● Natural language region descriptions
□ □ □
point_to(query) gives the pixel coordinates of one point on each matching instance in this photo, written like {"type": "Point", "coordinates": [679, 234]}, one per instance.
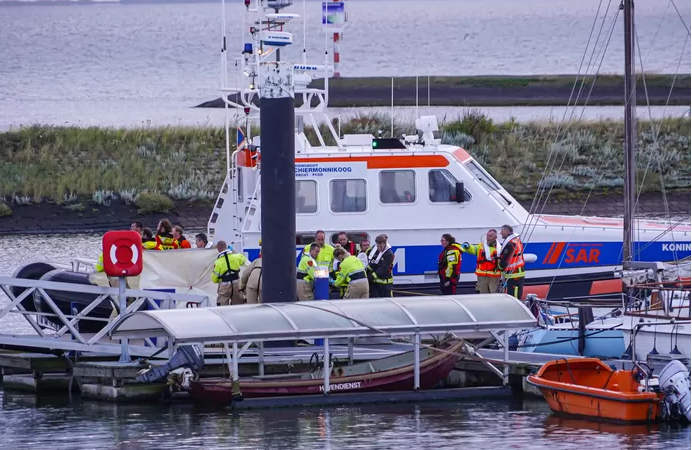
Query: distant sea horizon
{"type": "Point", "coordinates": [151, 61]}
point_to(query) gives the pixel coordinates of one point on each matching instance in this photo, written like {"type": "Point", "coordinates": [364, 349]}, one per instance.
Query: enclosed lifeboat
{"type": "Point", "coordinates": [591, 389]}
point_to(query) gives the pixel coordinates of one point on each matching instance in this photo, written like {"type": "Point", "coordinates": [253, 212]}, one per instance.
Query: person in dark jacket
{"type": "Point", "coordinates": [180, 237]}
{"type": "Point", "coordinates": [347, 245]}
{"type": "Point", "coordinates": [379, 269]}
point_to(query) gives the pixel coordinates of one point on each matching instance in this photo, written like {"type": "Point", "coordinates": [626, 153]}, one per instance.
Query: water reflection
{"type": "Point", "coordinates": [29, 422]}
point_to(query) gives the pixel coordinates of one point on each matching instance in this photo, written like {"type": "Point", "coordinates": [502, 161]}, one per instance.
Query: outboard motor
{"type": "Point", "coordinates": [187, 356]}
{"type": "Point", "coordinates": [674, 382]}
{"type": "Point", "coordinates": [65, 299]}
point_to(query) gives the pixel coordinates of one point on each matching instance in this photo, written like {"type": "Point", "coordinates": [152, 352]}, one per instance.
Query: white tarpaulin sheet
{"type": "Point", "coordinates": [186, 271]}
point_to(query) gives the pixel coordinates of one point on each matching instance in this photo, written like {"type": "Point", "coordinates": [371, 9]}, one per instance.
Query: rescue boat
{"type": "Point", "coordinates": [589, 388]}
{"type": "Point", "coordinates": [414, 189]}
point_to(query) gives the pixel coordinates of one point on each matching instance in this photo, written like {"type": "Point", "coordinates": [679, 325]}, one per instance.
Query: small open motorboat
{"type": "Point", "coordinates": [394, 373]}
{"type": "Point", "coordinates": [591, 389]}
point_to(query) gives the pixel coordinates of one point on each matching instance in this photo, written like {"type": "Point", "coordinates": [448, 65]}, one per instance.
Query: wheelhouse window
{"type": "Point", "coordinates": [442, 187]}
{"type": "Point", "coordinates": [353, 237]}
{"type": "Point", "coordinates": [347, 196]}
{"type": "Point", "coordinates": [483, 176]}
{"type": "Point", "coordinates": [306, 197]}
{"type": "Point", "coordinates": [397, 186]}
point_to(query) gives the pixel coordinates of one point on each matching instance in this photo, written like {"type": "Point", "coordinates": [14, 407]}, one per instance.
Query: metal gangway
{"type": "Point", "coordinates": [61, 330]}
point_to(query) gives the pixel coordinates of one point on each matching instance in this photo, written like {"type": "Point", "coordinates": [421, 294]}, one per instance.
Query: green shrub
{"type": "Point", "coordinates": [5, 211]}
{"type": "Point", "coordinates": [76, 207]}
{"type": "Point", "coordinates": [150, 202]}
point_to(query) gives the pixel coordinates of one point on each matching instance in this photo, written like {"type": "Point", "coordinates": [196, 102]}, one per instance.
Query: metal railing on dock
{"type": "Point", "coordinates": [80, 326]}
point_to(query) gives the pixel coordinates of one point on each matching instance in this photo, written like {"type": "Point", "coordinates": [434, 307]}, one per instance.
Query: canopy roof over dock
{"type": "Point", "coordinates": [341, 318]}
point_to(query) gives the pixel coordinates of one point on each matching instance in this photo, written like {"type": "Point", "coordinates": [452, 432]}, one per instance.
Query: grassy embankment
{"type": "Point", "coordinates": [149, 167]}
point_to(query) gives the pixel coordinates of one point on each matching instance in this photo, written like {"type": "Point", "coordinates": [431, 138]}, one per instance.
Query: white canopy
{"type": "Point", "coordinates": [340, 318]}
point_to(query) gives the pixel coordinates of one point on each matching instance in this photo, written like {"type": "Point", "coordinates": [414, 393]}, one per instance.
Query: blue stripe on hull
{"type": "Point", "coordinates": [417, 260]}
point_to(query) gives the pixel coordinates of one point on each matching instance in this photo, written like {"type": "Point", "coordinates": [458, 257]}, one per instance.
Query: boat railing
□ □ □
● Your instructions
Should there be pictures in the data, leave them out and return the rest exactly.

● Finished exercise
point_to(query) gives the pixel coordinates of one point on each matching instance in this photo, written like {"type": "Point", "coordinates": [679, 234]}, one per instance.
Query: distant sea horizon
{"type": "Point", "coordinates": [151, 61]}
point_to(query) gives the pixel coordinates of one point on each matching instance in this photo, written like {"type": "Point", "coordinates": [364, 349]}, one per instance.
Query: enclosed lifeboat
{"type": "Point", "coordinates": [591, 389]}
point_to(query) gives the pixel coordinates of one point on each matching instance in this photo, written like {"type": "Point", "coordinates": [253, 212]}, one per instance.
Query: person in dark jacket
{"type": "Point", "coordinates": [180, 237]}
{"type": "Point", "coordinates": [347, 245]}
{"type": "Point", "coordinates": [379, 269]}
point_to(query) gives the pixel coordinates of one point on each matching instance in this photo, written like {"type": "Point", "coordinates": [626, 153]}, one per instance.
Query: water reflection
{"type": "Point", "coordinates": [29, 422]}
point_to(query) gives the pixel coordinates of one point on each matching instance in this photo, written like {"type": "Point", "coordinates": [502, 161]}, one per instance.
Query: outboard motor
{"type": "Point", "coordinates": [187, 356]}
{"type": "Point", "coordinates": [674, 382]}
{"type": "Point", "coordinates": [65, 299]}
point_to(query) gives the pixel coordinates of one point on each matching instance in this photo, written like {"type": "Point", "coordinates": [152, 352]}, one per instance.
Query: white tarpaulin sheet
{"type": "Point", "coordinates": [186, 271]}
point_to(query) gives the pixel coordinates of one point on each matching instance in this photo, written like {"type": "Point", "coordinates": [371, 9]}, one per instance.
Query: rescue boat
{"type": "Point", "coordinates": [589, 388]}
{"type": "Point", "coordinates": [414, 189]}
point_to(query) gives the pixel coordinates of one point on each matching instance in this photo, written like {"type": "Point", "coordinates": [679, 325]}, one per instance.
Query: small open motorboat
{"type": "Point", "coordinates": [394, 373]}
{"type": "Point", "coordinates": [591, 389]}
point_to(query) gives the pixel coordinates of one point on each matching instance in this photo, written like {"type": "Point", "coordinates": [448, 65]}, one per instance.
Query: wheelhouse window
{"type": "Point", "coordinates": [442, 187]}
{"type": "Point", "coordinates": [353, 237]}
{"type": "Point", "coordinates": [347, 196]}
{"type": "Point", "coordinates": [483, 176]}
{"type": "Point", "coordinates": [306, 197]}
{"type": "Point", "coordinates": [397, 186]}
point_to(query) gives the pixel coordinates of one point on each matching instance in this photo, written like {"type": "Point", "coordinates": [14, 407]}, one per instance.
Query: metal gangway
{"type": "Point", "coordinates": [61, 330]}
point_to(query) gives the pixel coordinates of one point on each matching instance in this photo, written like {"type": "Point", "coordinates": [421, 294]}, one per instance.
Query: green shrub
{"type": "Point", "coordinates": [5, 211]}
{"type": "Point", "coordinates": [76, 207]}
{"type": "Point", "coordinates": [150, 202]}
point_to(query) gives the pixel coordinates of one point on each matching instance in this photo, written like {"type": "Point", "coordinates": [196, 102]}, one per instance.
Query: metal railing on dock
{"type": "Point", "coordinates": [80, 326]}
point_to(query) gives the pixel coordinates of one point on each matching instance in this photo, written like {"type": "Point", "coordinates": [434, 307]}, one per instance.
Query: canopy roof over dock
{"type": "Point", "coordinates": [341, 318]}
point_to(query) gives the pixel coordinates of one point on each matching instance in this photo, written like {"type": "Point", "coordinates": [452, 432]}, one per instance.
Query: grassy embankment
{"type": "Point", "coordinates": [149, 167]}
point_to(query) gives the pixel coordinates of one point on each matching instance in this photo, written like {"type": "Point", "coordinates": [431, 138]}, one per instance.
Query: white canopy
{"type": "Point", "coordinates": [340, 318]}
point_to(query) gives the pixel coordinates of one point on each matching instance in this photo, written like {"type": "Point", "coordinates": [414, 393]}, one per instance.
Query: blue stripe on hull
{"type": "Point", "coordinates": [417, 260]}
point_to(query) gives the pixel coordinates of one point on each matching instance in this photo, written like {"type": "Point", "coordinates": [458, 257]}, one per instance.
Query: boat railing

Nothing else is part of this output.